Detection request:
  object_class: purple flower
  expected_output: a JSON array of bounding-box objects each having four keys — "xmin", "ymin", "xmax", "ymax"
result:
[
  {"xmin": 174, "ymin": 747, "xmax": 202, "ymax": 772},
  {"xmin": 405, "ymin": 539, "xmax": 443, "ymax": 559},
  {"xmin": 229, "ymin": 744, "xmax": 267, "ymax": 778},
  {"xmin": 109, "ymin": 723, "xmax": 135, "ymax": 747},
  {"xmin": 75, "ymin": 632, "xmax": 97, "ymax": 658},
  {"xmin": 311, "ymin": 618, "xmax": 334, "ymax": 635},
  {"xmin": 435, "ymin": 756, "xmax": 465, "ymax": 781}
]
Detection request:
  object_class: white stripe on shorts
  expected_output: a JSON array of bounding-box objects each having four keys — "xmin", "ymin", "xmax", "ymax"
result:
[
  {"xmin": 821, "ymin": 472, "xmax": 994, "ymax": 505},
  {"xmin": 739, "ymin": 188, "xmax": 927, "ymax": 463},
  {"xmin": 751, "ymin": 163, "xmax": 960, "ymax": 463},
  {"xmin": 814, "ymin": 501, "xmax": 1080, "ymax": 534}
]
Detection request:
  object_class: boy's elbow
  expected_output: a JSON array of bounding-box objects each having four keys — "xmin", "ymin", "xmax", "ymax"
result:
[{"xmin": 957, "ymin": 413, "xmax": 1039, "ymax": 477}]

## GIVEN EXERCISE
Recast every line of the listing above as a Markdown table with the columns Row and Line, numbering the rows in order and omitting blank lines.

## FULL SOLUTION
| Row | Line |
|---|---|
| 1 | Detection request: |
| 2 |   object_class: purple flower |
| 3 |   expected_output: a JSON array of bounding-box objects each having four keys — "xmin", "ymin", "xmax", "ymax" |
| 4 | result: |
| 5 | [ |
| 6 |   {"xmin": 174, "ymin": 747, "xmax": 202, "ymax": 772}, |
| 7 |   {"xmin": 405, "ymin": 539, "xmax": 443, "ymax": 559}, |
| 8 |   {"xmin": 229, "ymin": 744, "xmax": 267, "ymax": 778}, |
| 9 |   {"xmin": 109, "ymin": 723, "xmax": 135, "ymax": 747}, |
| 10 |   {"xmin": 75, "ymin": 632, "xmax": 97, "ymax": 658}, |
| 11 |   {"xmin": 311, "ymin": 618, "xmax": 334, "ymax": 635}, |
| 12 |   {"xmin": 435, "ymin": 756, "xmax": 465, "ymax": 781} |
| 13 | ] |
| 14 | Detection request: |
| 15 |   object_class: white stripe on shorts |
| 16 |   expected_output: a JSON array of bounding-box objects each having four keys — "xmin", "ymin", "xmax", "ymax" |
| 17 | result: |
| 18 | [ |
| 19 |   {"xmin": 821, "ymin": 472, "xmax": 994, "ymax": 505}, |
| 20 |   {"xmin": 739, "ymin": 188, "xmax": 927, "ymax": 463}, |
| 21 |   {"xmin": 751, "ymin": 163, "xmax": 960, "ymax": 463}, |
| 22 |   {"xmin": 814, "ymin": 501, "xmax": 1080, "ymax": 534} |
| 23 | ] |
| 24 | Detection request: |
| 25 |   object_class: boy's elbow |
| 26 |   expected_output: a JSON array of bounding-box objects each having four keys — "xmin", "ymin", "xmax", "ymax" |
| 27 | result: |
| 28 | [{"xmin": 957, "ymin": 413, "xmax": 1039, "ymax": 477}] |